→ **THE PROBLEM**
Please copy out every line below that contains the string "cluster", matching case exactly.
· · · · · · ·
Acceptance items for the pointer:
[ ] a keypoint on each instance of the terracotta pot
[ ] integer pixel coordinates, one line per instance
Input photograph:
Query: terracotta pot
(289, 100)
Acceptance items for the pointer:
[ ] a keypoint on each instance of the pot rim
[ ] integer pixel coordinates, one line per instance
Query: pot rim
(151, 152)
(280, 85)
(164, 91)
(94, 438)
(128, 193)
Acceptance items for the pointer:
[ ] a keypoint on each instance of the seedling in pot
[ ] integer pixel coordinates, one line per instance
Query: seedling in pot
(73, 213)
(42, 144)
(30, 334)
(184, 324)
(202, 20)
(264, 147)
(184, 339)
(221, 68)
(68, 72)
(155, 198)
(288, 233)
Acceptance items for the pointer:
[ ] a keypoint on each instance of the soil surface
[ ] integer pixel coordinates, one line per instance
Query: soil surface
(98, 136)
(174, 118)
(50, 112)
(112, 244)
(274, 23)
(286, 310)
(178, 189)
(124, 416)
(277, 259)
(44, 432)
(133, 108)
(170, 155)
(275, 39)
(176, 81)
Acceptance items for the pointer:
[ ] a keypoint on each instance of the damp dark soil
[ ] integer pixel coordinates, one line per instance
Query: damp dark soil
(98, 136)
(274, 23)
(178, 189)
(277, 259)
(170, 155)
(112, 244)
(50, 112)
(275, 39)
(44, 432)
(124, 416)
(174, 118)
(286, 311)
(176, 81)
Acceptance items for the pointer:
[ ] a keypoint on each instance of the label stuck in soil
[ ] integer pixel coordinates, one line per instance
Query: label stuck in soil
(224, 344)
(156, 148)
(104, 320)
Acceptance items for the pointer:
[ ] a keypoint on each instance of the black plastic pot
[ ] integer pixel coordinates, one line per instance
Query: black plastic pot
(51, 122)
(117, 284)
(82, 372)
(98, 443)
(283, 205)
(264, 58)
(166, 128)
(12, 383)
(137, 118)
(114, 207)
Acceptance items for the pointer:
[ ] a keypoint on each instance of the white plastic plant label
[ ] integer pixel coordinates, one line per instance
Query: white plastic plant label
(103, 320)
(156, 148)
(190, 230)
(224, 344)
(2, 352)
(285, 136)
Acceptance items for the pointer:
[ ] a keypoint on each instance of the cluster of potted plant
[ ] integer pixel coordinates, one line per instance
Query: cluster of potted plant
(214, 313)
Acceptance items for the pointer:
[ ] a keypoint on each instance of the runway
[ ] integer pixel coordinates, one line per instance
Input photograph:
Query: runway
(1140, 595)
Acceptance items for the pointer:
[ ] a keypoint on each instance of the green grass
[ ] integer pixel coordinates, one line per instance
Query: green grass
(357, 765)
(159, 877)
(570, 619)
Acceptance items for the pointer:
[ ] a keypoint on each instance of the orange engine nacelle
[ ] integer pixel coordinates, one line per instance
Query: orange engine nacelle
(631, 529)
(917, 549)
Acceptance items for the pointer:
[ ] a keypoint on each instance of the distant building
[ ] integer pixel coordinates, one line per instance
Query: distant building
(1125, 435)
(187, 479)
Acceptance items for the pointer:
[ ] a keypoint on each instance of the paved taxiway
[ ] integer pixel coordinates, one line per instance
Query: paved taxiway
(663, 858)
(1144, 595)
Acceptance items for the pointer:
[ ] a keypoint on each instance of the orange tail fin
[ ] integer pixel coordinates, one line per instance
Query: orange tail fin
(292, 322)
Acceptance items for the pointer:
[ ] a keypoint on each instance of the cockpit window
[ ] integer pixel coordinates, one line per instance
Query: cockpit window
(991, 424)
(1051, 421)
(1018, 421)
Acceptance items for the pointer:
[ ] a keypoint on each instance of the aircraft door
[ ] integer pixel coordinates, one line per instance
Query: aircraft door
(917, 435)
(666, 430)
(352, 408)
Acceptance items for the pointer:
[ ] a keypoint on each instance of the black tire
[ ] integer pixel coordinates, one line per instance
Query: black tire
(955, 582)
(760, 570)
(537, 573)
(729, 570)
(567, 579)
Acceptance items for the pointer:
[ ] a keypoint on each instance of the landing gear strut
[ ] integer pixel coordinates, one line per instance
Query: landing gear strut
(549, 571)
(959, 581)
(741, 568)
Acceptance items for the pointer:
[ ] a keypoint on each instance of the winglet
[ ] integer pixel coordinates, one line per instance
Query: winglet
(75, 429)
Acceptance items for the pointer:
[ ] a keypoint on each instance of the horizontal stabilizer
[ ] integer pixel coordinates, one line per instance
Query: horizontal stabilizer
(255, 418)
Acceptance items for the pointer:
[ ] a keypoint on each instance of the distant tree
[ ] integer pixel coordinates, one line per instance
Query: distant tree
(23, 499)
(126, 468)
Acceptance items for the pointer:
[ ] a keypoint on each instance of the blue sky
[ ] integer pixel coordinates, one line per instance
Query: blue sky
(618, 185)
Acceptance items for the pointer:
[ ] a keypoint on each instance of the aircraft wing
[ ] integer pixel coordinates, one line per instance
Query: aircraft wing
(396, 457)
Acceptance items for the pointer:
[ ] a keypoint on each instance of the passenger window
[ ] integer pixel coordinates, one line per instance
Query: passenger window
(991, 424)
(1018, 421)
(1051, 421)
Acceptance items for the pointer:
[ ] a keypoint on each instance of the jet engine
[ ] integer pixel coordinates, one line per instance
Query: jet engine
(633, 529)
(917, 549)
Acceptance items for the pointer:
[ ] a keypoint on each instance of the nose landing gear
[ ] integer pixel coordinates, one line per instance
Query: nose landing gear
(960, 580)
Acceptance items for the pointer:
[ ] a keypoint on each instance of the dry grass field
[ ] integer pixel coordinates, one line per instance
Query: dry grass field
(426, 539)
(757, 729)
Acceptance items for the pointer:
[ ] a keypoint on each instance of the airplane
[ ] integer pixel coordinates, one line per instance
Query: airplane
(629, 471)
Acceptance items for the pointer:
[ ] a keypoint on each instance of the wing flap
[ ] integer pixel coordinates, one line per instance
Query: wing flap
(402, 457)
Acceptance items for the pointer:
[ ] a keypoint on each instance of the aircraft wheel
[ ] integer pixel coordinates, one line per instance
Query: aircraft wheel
· · · · · · ·
→ **SOLVED PROBLEM**
[ ] a keypoint on each instance of the cluster of potted plant
Query: cluster of potted plant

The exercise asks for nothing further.